Activity list.
1. Answer these questions using the forum thread on AI:
(a) What has one poster been using ChatGPT to write?
(b) What does the thread say groq makes?
(c) Which two tools does the poster describe using when writing code?
2. Echo the part of the forum thread on AI starting at "I don’t know" and ending at "next few years.".

Text passage.
How is that an example? Anyway, I am sure the people working at Nvidia, OpenAI etc are dying to get out of there :rofl:.


Not Nvidia (which is the only company making money so far), but I think OpenAI will feel the pinch once Microsoft starts hating the negative cash flow. (Unless Altman manages to prostitute his company to the petrostates.)

From the point of view of Nvidia, the whole enterprise may be really referred to as BI instead of AI, as from their viewpoint it certainly is “business intelligence”.

Trying to make a short-term profit now would be among the most stupid a company doing AI research could do. Anyway, we can come back here in say one year and see how OpenAI is doing.


There sure is something in that.

I don’t know how this wave of LLM will end. But I have been using ChatGPT for writing LaTeX. It has been tremendously helpful. Now I aren’t afraid of making sophisticated pictures directly with Tikz. Before I always draw them in other languages and import them.


Yeah, this is the big one. New tech is always a loss leader – the drive is towards cheaper and more optimized. Take groq for example – they make specialized hardware (basically for language models) that makes eval much quicker and cheaper. The standard GPUs in use now are essentially very expensive general purpose hardware, which you really don’t need for most transformer architectures. I would not be surprised if costs do not plummet in the next few years.

In general I don’t really think that bubble speculation is usually worth people’s time and energy. Are you interested in AI shit? Cool. Do you want to see what happens to it? Also fine. Do you want to invest or put money it it? Up to you.

I personally think this is sticky. The way I approach my work is fundamentally different now, and in a huge way. I simply do not write code the same way. I’m a Cursor user (and a copilot user), and here’s a few things I notice about myself when writing code:

  1. I notice immediately when the language server is down and autocomplete is not available. It feels like my editor is broken.

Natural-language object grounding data

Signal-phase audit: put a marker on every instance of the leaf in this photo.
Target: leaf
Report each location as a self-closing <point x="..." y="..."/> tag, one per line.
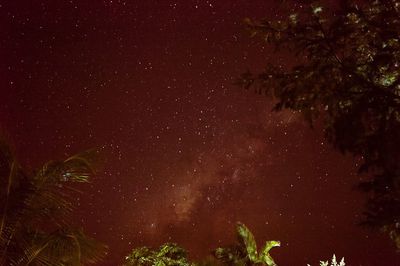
<point x="247" y="238"/>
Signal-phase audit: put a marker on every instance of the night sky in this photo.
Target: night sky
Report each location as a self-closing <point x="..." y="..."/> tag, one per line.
<point x="185" y="154"/>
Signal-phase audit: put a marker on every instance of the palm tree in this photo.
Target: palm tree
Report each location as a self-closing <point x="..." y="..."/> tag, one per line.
<point x="244" y="253"/>
<point x="35" y="228"/>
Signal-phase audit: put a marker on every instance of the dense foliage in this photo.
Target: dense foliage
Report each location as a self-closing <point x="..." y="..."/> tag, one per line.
<point x="169" y="254"/>
<point x="245" y="252"/>
<point x="346" y="74"/>
<point x="35" y="228"/>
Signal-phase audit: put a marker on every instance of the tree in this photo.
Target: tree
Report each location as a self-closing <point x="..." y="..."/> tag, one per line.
<point x="244" y="252"/>
<point x="169" y="254"/>
<point x="347" y="75"/>
<point x="35" y="228"/>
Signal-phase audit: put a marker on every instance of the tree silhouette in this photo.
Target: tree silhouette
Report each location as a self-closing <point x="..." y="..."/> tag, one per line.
<point x="244" y="252"/>
<point x="35" y="228"/>
<point x="169" y="254"/>
<point x="346" y="74"/>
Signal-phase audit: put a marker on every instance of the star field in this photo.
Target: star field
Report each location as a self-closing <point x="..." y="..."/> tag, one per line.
<point x="184" y="153"/>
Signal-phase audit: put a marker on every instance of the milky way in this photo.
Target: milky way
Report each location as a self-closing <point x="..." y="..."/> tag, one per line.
<point x="185" y="153"/>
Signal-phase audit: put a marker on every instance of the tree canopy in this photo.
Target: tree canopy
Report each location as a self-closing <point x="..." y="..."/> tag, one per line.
<point x="347" y="75"/>
<point x="35" y="225"/>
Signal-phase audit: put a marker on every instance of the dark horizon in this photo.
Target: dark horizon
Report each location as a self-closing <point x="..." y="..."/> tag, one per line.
<point x="185" y="153"/>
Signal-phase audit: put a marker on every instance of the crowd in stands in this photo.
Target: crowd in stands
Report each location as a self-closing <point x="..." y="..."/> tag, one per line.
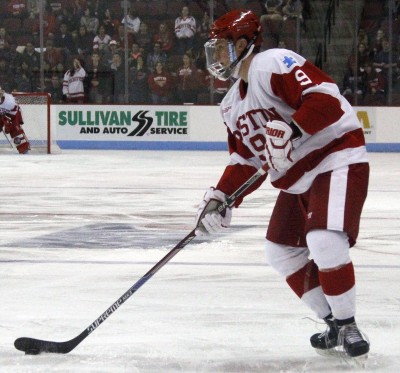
<point x="367" y="75"/>
<point x="91" y="49"/>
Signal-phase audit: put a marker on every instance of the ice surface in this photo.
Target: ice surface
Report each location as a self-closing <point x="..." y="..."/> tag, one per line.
<point x="79" y="228"/>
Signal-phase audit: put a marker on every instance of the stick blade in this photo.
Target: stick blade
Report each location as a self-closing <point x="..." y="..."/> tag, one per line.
<point x="33" y="346"/>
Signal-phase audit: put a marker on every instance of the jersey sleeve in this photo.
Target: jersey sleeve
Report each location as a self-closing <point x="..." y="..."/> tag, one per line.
<point x="308" y="90"/>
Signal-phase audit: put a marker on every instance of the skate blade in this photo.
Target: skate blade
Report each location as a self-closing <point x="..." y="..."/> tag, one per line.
<point x="358" y="361"/>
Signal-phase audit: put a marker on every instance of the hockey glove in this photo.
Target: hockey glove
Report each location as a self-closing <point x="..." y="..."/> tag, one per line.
<point x="279" y="145"/>
<point x="208" y="219"/>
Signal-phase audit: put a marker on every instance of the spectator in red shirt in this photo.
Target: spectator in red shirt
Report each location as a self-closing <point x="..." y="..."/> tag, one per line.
<point x="160" y="83"/>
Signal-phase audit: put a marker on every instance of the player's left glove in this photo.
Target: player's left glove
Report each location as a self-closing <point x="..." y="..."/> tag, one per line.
<point x="279" y="145"/>
<point x="208" y="219"/>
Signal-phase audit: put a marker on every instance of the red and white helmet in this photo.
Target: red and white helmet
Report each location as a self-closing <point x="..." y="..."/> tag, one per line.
<point x="234" y="25"/>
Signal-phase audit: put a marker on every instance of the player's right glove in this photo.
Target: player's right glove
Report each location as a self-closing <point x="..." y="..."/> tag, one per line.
<point x="279" y="145"/>
<point x="208" y="219"/>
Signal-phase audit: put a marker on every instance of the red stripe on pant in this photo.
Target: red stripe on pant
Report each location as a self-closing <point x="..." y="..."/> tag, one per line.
<point x="338" y="281"/>
<point x="305" y="279"/>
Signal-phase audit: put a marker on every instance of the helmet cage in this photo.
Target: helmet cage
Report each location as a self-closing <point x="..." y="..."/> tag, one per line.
<point x="215" y="67"/>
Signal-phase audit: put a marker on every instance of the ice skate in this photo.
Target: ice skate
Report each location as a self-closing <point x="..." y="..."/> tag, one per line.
<point x="327" y="339"/>
<point x="353" y="342"/>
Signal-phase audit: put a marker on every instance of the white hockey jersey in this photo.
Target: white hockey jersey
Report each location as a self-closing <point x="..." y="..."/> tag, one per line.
<point x="9" y="105"/>
<point x="283" y="85"/>
<point x="73" y="85"/>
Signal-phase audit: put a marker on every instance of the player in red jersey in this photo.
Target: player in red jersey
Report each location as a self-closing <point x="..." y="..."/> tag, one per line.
<point x="11" y="121"/>
<point x="284" y="112"/>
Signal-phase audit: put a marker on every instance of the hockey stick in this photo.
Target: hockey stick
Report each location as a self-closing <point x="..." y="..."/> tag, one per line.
<point x="32" y="346"/>
<point x="8" y="140"/>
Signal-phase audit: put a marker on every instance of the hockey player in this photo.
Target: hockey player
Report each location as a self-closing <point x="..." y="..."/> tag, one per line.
<point x="11" y="121"/>
<point x="284" y="112"/>
<point x="73" y="83"/>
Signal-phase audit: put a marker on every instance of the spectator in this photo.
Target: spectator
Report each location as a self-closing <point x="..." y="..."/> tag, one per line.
<point x="17" y="8"/>
<point x="155" y="56"/>
<point x="79" y="7"/>
<point x="164" y="37"/>
<point x="292" y="9"/>
<point x="377" y="43"/>
<point x="5" y="45"/>
<point x="119" y="37"/>
<point x="109" y="22"/>
<point x="363" y="56"/>
<point x="54" y="87"/>
<point x="138" y="87"/>
<point x="98" y="80"/>
<point x="375" y="80"/>
<point x="102" y="39"/>
<point x="185" y="31"/>
<point x="189" y="82"/>
<point x="382" y="59"/>
<point x="73" y="83"/>
<point x="49" y="22"/>
<point x="24" y="79"/>
<point x="90" y="21"/>
<point x="52" y="56"/>
<point x="108" y="52"/>
<point x="63" y="40"/>
<point x="134" y="54"/>
<point x="83" y="42"/>
<point x="6" y="79"/>
<point x="132" y="21"/>
<point x="353" y="85"/>
<point x="160" y="83"/>
<point x="68" y="17"/>
<point x="204" y="29"/>
<point x="272" y="20"/>
<point x="362" y="37"/>
<point x="144" y="38"/>
<point x="5" y="39"/>
<point x="31" y="57"/>
<point x="118" y="79"/>
<point x="273" y="11"/>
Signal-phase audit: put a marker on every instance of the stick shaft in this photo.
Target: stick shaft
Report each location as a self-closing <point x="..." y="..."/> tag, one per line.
<point x="31" y="345"/>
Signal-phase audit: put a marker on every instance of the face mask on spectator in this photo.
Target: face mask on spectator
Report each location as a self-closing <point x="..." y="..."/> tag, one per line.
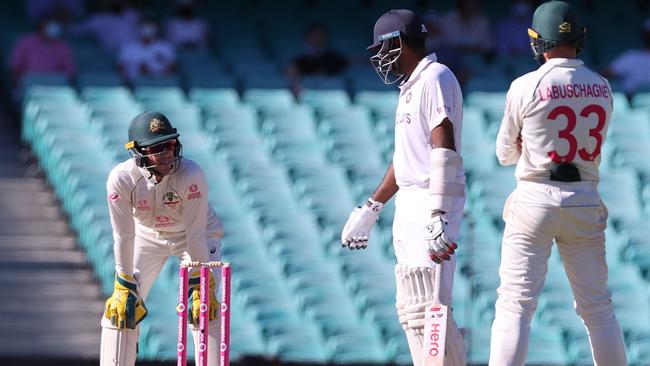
<point x="148" y="31"/>
<point x="53" y="29"/>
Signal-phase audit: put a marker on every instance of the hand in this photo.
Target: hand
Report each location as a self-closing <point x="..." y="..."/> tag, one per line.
<point x="194" y="295"/>
<point x="439" y="244"/>
<point x="357" y="228"/>
<point x="125" y="307"/>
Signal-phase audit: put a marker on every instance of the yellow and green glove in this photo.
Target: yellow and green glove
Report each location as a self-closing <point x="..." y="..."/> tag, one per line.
<point x="194" y="295"/>
<point x="125" y="307"/>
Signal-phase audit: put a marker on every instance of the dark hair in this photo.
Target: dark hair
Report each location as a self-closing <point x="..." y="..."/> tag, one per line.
<point x="415" y="43"/>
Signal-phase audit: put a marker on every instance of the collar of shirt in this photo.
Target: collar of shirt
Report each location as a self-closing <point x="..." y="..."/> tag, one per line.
<point x="426" y="61"/>
<point x="150" y="177"/>
<point x="569" y="62"/>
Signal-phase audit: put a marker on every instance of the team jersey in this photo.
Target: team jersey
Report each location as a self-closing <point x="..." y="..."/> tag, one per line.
<point x="176" y="209"/>
<point x="426" y="98"/>
<point x="562" y="112"/>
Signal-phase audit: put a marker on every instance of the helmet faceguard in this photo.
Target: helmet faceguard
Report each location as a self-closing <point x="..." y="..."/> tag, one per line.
<point x="146" y="157"/>
<point x="540" y="45"/>
<point x="151" y="139"/>
<point x="555" y="23"/>
<point x="385" y="61"/>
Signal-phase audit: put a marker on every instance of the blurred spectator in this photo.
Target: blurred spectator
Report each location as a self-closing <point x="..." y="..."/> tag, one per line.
<point x="512" y="36"/>
<point x="632" y="66"/>
<point x="466" y="29"/>
<point x="64" y="10"/>
<point x="435" y="42"/>
<point x="317" y="57"/>
<point x="186" y="29"/>
<point x="113" y="28"/>
<point x="42" y="52"/>
<point x="150" y="55"/>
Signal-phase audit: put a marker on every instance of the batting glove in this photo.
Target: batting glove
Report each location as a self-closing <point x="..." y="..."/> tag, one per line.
<point x="194" y="295"/>
<point x="440" y="246"/>
<point x="357" y="229"/>
<point x="125" y="307"/>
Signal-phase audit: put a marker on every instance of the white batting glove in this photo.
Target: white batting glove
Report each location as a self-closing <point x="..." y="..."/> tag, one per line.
<point x="439" y="244"/>
<point x="357" y="229"/>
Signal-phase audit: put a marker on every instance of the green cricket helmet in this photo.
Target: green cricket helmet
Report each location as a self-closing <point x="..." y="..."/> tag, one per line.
<point x="555" y="23"/>
<point x="150" y="134"/>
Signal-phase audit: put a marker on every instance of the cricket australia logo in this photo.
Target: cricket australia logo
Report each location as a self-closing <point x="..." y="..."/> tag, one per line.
<point x="156" y="125"/>
<point x="565" y="27"/>
<point x="171" y="199"/>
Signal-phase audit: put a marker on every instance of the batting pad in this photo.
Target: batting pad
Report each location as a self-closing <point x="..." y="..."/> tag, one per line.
<point x="414" y="294"/>
<point x="118" y="346"/>
<point x="214" y="334"/>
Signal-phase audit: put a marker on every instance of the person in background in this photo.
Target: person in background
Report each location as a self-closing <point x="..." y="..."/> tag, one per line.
<point x="511" y="30"/>
<point x="113" y="28"/>
<point x="317" y="56"/>
<point x="466" y="29"/>
<point x="42" y="52"/>
<point x="64" y="10"/>
<point x="149" y="55"/>
<point x="187" y="30"/>
<point x="631" y="67"/>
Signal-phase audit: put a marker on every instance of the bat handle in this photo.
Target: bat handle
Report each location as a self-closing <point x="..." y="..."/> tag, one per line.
<point x="437" y="283"/>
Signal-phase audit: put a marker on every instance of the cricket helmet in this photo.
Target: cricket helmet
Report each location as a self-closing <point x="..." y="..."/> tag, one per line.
<point x="151" y="133"/>
<point x="396" y="24"/>
<point x="555" y="23"/>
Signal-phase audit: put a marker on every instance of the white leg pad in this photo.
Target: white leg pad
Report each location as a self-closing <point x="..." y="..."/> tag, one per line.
<point x="214" y="341"/>
<point x="118" y="346"/>
<point x="414" y="293"/>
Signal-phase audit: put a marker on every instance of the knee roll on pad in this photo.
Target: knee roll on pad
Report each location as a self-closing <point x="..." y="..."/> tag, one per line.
<point x="214" y="341"/>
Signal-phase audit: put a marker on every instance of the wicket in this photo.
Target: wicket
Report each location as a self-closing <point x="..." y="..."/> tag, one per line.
<point x="182" y="308"/>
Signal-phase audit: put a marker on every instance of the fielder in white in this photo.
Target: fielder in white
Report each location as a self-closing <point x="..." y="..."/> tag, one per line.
<point x="555" y="123"/>
<point x="158" y="203"/>
<point x="427" y="175"/>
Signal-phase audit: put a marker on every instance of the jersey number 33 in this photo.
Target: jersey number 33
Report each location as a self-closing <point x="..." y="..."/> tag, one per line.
<point x="567" y="132"/>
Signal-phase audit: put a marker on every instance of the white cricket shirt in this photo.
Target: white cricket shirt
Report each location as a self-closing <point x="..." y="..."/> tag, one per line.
<point x="175" y="210"/>
<point x="426" y="98"/>
<point x="562" y="112"/>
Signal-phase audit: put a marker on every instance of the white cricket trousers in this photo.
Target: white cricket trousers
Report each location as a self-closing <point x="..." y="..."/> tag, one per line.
<point x="150" y="255"/>
<point x="536" y="214"/>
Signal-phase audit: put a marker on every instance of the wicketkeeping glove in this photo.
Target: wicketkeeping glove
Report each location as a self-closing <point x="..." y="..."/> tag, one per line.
<point x="439" y="244"/>
<point x="125" y="307"/>
<point x="194" y="295"/>
<point x="357" y="229"/>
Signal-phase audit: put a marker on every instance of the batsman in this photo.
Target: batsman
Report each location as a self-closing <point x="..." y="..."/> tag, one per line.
<point x="428" y="178"/>
<point x="553" y="128"/>
<point x="158" y="205"/>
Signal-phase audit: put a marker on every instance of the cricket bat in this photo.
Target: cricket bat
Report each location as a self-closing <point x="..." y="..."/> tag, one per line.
<point x="435" y="326"/>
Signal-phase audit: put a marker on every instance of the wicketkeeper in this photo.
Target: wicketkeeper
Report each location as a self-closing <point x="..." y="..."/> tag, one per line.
<point x="158" y="203"/>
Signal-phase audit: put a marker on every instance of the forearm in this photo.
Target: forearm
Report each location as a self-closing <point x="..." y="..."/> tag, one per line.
<point x="387" y="188"/>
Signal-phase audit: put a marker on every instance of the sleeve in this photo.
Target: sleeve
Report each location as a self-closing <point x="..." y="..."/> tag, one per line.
<point x="507" y="148"/>
<point x="120" y="209"/>
<point x="195" y="214"/>
<point x="438" y="100"/>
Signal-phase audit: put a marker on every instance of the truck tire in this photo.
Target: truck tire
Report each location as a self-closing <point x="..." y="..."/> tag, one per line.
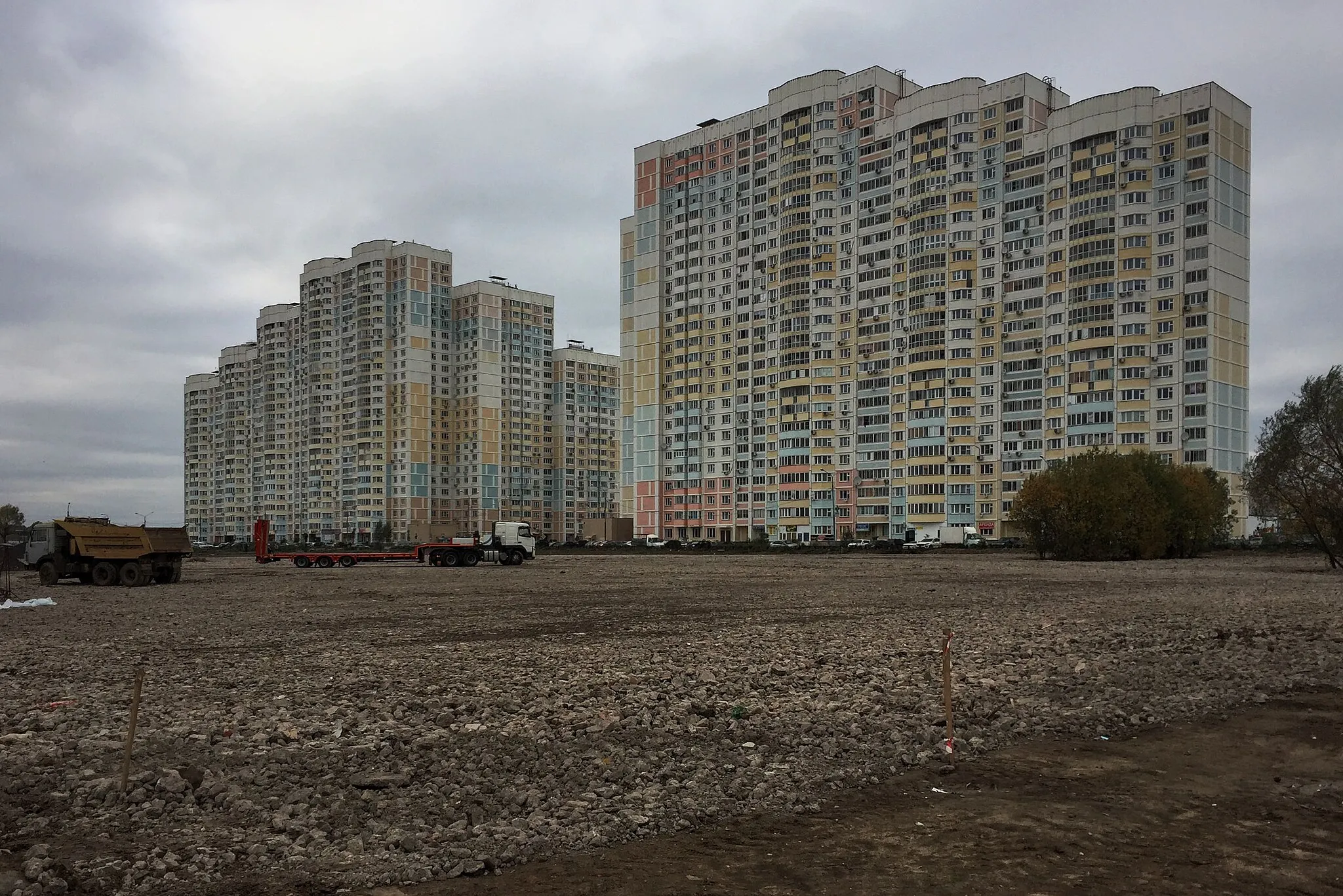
<point x="104" y="574"/>
<point x="132" y="575"/>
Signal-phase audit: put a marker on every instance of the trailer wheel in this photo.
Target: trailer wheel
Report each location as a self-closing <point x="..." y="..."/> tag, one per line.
<point x="132" y="575"/>
<point x="104" y="574"/>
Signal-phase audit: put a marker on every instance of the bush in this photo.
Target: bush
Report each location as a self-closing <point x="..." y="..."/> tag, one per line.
<point x="1296" y="476"/>
<point x="1103" y="505"/>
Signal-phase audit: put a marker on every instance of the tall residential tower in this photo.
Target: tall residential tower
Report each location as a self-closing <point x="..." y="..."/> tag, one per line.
<point x="871" y="307"/>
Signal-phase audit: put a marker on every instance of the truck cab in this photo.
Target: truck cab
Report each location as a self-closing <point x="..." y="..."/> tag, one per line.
<point x="513" y="535"/>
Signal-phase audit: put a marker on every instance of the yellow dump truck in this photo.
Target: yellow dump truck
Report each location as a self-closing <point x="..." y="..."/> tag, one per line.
<point x="94" y="550"/>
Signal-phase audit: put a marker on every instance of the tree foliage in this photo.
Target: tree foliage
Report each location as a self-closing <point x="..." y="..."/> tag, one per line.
<point x="1296" y="475"/>
<point x="1102" y="505"/>
<point x="11" y="522"/>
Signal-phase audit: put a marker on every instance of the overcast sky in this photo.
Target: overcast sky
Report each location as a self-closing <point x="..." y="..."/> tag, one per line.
<point x="167" y="168"/>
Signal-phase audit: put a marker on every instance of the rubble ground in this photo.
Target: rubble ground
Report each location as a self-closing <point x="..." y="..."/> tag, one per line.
<point x="312" y="730"/>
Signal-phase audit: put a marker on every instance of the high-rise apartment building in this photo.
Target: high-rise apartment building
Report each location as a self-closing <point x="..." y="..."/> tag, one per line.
<point x="588" y="452"/>
<point x="871" y="307"/>
<point x="383" y="399"/>
<point x="498" y="427"/>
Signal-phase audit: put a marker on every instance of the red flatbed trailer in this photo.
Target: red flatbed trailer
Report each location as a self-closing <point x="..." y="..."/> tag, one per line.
<point x="458" y="551"/>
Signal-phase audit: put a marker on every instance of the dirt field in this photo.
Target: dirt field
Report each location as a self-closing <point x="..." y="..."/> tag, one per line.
<point x="739" y="723"/>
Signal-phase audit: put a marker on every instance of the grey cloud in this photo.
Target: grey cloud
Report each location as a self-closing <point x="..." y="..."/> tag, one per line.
<point x="165" y="170"/>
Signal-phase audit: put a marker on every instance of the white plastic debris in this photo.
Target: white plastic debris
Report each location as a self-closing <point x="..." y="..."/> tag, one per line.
<point x="30" y="602"/>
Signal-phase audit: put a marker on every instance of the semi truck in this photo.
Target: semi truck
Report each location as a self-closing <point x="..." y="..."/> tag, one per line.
<point x="96" y="551"/>
<point x="963" y="535"/>
<point x="507" y="545"/>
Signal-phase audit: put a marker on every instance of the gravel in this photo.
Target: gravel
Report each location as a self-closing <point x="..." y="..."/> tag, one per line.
<point x="391" y="726"/>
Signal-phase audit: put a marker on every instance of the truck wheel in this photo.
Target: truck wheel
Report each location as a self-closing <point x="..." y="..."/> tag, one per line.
<point x="104" y="574"/>
<point x="132" y="575"/>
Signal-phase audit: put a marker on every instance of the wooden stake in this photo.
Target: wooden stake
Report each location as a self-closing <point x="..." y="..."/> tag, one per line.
<point x="946" y="687"/>
<point x="130" y="730"/>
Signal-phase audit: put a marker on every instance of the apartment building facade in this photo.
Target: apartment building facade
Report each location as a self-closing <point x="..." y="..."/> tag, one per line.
<point x="386" y="400"/>
<point x="588" y="450"/>
<point x="872" y="307"/>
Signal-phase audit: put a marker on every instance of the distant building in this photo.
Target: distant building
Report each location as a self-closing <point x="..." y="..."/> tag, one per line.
<point x="384" y="399"/>
<point x="871" y="307"/>
<point x="588" y="450"/>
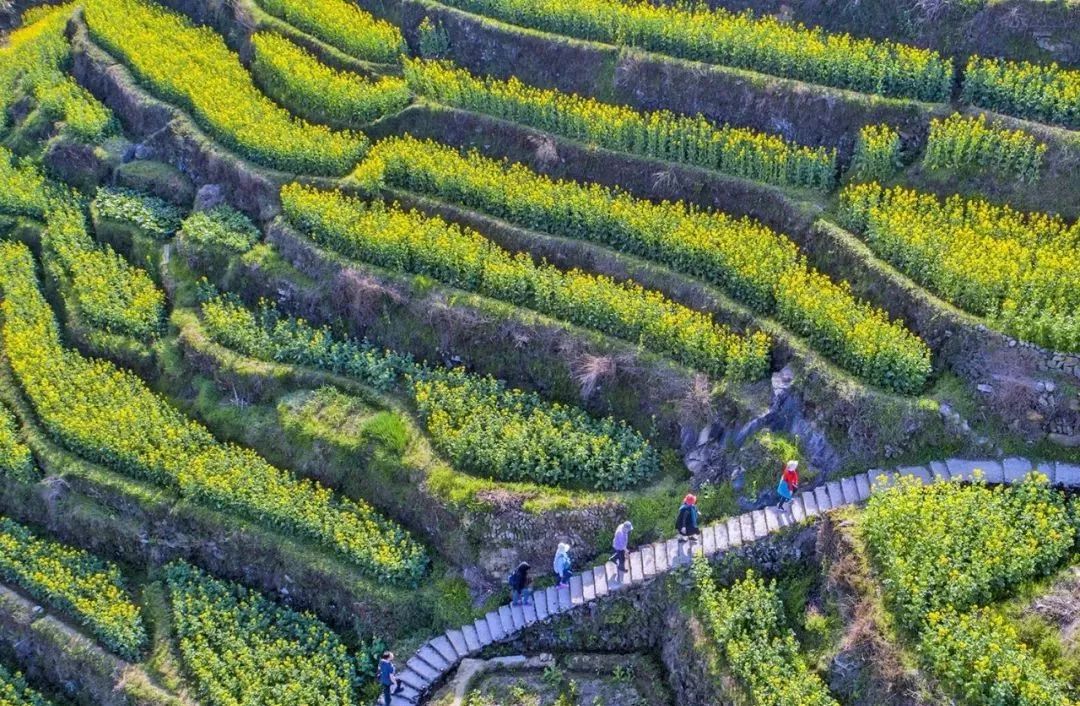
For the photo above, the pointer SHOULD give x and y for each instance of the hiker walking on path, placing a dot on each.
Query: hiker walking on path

Per-task answers.
1.
(a) LaTeX.
(b) Specialized hardware, basically for language models, that makes eval much quicker and cheaper.
(c) Cursor and copilot.

2.
I don’t know how this wave of LLM will end. But I have been using ChatGPT for writing LaTeX. It has been tremendously helpful. Now I aren’t afraid of making sophisticated pictures directly with Tikz. Before I always draw them in other languages and import them.


Yeah, this is the big one. New tech is always a loss leader – the drive is towards cheaper and more optimized. Take groq for example – they make specialized hardware (basically for language models) that makes eval much quicker and cheaper. The standard GPUs in use now are essentially very expensive general purpose hardware, which you really don’t need for most transformer architectures. I would not be surprised if costs do not plummet in the next few years.